--- begin Dataset records ---
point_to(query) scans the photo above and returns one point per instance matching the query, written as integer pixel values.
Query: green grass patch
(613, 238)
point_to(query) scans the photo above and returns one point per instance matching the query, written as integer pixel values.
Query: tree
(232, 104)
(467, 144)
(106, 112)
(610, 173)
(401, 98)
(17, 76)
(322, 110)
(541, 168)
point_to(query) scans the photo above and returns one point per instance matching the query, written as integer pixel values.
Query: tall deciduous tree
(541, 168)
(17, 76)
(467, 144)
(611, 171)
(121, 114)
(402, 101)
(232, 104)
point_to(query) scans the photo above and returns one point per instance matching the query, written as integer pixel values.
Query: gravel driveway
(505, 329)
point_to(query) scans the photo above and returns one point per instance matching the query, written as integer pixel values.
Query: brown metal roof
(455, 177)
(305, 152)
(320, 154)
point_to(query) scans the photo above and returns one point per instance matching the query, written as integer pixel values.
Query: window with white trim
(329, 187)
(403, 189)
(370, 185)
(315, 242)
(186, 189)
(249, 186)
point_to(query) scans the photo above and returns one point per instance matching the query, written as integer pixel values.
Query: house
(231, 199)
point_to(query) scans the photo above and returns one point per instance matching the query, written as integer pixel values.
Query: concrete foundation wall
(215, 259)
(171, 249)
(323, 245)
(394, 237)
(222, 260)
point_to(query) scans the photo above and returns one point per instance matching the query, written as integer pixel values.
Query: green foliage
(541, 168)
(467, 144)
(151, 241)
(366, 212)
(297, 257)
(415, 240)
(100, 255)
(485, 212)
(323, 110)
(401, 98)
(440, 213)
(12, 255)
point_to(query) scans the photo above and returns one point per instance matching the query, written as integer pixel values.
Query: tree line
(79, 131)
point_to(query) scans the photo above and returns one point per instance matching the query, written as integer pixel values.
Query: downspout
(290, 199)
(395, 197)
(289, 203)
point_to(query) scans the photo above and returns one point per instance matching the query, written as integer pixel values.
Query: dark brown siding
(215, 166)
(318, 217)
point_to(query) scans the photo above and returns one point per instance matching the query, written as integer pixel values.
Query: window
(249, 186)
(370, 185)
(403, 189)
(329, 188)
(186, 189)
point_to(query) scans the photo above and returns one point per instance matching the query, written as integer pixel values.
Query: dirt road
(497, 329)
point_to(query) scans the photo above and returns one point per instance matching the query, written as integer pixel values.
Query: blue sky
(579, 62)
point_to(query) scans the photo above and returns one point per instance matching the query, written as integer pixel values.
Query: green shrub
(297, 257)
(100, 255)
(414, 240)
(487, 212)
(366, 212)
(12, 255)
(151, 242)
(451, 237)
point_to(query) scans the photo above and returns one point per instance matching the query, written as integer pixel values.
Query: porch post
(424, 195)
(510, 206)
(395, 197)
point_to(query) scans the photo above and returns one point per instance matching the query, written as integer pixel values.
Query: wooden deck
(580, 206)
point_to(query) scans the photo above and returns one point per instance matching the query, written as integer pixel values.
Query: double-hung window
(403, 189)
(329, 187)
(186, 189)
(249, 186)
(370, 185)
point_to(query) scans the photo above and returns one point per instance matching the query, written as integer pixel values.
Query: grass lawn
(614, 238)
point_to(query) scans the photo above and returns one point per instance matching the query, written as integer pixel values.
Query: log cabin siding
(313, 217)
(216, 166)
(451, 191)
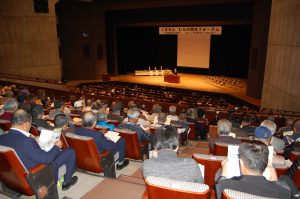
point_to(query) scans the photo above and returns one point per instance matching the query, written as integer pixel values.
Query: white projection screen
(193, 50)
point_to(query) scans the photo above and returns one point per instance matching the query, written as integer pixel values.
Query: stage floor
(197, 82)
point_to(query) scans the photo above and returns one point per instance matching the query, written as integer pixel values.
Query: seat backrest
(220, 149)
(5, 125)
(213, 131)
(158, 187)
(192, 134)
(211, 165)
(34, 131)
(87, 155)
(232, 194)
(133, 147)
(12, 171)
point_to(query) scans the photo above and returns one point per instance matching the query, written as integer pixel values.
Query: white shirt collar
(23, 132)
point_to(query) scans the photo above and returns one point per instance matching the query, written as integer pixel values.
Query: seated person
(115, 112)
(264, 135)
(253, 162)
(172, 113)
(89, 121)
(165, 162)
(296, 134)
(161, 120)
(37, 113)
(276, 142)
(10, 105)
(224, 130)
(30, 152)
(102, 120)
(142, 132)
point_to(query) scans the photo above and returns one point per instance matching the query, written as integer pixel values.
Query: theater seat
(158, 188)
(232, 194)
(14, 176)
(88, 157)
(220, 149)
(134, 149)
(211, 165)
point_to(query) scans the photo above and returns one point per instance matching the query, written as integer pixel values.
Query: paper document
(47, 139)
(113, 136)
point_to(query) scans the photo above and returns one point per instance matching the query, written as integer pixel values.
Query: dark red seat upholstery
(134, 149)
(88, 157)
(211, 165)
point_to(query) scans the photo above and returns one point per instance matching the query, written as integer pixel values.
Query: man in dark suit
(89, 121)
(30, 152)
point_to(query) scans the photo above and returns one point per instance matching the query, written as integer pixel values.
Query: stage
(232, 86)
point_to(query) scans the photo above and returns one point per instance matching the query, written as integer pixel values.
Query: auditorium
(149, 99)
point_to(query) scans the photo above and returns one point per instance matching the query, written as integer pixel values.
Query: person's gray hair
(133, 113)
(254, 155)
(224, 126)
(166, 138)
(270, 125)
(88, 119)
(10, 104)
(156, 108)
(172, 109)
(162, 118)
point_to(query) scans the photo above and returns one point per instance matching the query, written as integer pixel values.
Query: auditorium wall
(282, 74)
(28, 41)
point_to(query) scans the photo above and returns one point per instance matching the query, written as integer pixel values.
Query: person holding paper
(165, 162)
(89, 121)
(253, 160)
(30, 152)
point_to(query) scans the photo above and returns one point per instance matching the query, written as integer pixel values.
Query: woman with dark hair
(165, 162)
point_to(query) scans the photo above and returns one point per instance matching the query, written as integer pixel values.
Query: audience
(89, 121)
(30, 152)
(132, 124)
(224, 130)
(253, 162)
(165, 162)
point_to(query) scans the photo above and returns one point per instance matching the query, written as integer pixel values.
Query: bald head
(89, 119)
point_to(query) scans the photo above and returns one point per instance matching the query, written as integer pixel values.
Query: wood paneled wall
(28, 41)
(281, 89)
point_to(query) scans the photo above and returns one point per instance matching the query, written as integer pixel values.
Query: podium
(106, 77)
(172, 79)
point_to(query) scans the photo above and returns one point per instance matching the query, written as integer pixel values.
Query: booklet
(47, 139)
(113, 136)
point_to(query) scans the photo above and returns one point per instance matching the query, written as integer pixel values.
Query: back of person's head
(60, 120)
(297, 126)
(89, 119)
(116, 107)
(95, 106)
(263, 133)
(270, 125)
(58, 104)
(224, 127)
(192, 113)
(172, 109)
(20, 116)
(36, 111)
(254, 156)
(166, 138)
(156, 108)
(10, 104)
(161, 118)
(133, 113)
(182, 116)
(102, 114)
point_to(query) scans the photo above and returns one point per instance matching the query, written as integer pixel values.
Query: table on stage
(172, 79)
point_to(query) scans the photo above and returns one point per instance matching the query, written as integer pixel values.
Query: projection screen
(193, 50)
--- end Dataset records ---
--- begin Dataset records ---
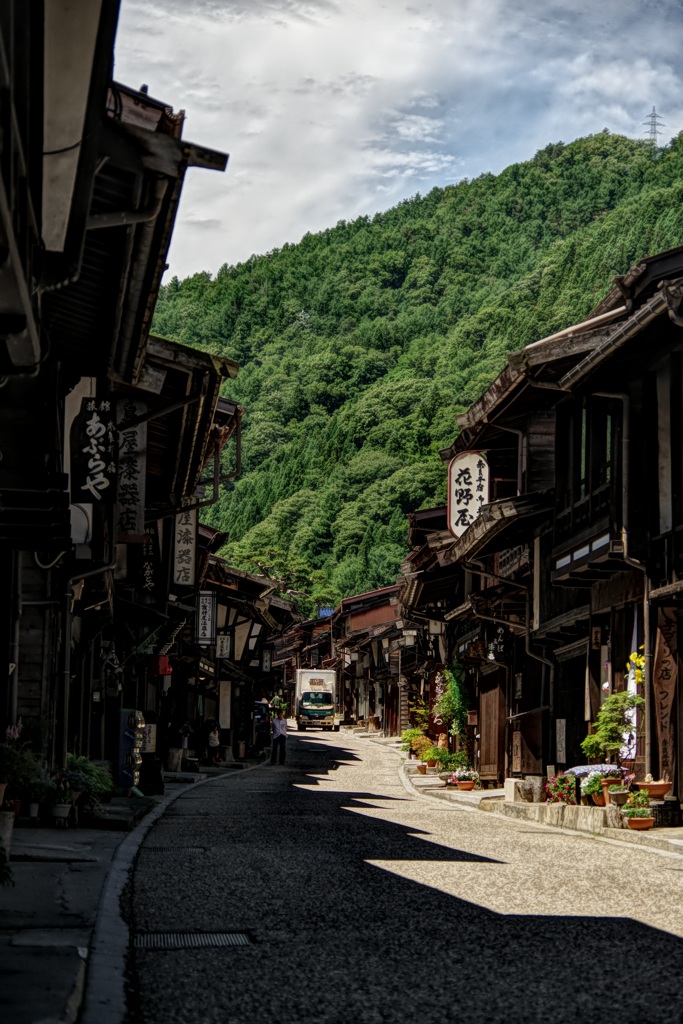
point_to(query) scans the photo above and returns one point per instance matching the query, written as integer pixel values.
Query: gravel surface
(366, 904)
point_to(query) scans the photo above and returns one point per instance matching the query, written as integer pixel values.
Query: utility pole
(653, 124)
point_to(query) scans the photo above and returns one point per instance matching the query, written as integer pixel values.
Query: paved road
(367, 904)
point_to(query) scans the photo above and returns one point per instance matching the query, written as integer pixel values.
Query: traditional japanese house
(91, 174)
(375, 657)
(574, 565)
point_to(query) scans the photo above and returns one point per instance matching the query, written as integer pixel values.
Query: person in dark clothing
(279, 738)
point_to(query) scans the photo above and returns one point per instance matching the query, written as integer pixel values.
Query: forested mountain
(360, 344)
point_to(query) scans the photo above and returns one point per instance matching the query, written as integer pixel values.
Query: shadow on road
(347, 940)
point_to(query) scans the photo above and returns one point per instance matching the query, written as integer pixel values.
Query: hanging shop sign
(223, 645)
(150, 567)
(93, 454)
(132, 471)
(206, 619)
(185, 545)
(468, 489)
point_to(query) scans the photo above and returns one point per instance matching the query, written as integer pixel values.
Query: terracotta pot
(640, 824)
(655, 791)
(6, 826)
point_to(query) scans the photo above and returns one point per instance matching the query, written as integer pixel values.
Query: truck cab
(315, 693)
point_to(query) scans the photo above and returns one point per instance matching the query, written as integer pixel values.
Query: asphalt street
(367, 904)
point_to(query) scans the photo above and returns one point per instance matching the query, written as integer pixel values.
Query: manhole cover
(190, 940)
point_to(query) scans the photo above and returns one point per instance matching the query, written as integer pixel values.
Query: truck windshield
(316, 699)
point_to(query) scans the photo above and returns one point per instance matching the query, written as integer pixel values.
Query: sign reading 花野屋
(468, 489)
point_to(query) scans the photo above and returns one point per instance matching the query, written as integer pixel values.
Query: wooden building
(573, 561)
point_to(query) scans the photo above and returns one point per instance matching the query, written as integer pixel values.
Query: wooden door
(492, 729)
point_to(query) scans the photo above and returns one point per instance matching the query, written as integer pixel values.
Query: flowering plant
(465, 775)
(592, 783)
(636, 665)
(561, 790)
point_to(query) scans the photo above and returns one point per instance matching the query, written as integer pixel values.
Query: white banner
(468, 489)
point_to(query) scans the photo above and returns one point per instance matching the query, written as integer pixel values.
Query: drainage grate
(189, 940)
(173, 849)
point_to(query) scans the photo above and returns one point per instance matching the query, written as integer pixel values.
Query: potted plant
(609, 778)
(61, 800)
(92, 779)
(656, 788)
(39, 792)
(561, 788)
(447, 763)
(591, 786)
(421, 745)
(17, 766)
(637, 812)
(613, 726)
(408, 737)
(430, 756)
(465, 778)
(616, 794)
--- end Dataset records ---
--- begin Dataset records ---
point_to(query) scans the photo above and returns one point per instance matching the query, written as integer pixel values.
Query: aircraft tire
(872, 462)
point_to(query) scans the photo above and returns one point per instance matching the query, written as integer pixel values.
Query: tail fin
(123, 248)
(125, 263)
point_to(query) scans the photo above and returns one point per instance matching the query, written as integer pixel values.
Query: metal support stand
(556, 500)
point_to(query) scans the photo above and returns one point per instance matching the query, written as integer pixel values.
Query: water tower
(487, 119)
--- end Dataset records ---
> What to produce:
Pick out every line in the records that contains the string "plant", counting only matches with the same capitalization.

> Reply:
Query: flowering plant
Query: potted plant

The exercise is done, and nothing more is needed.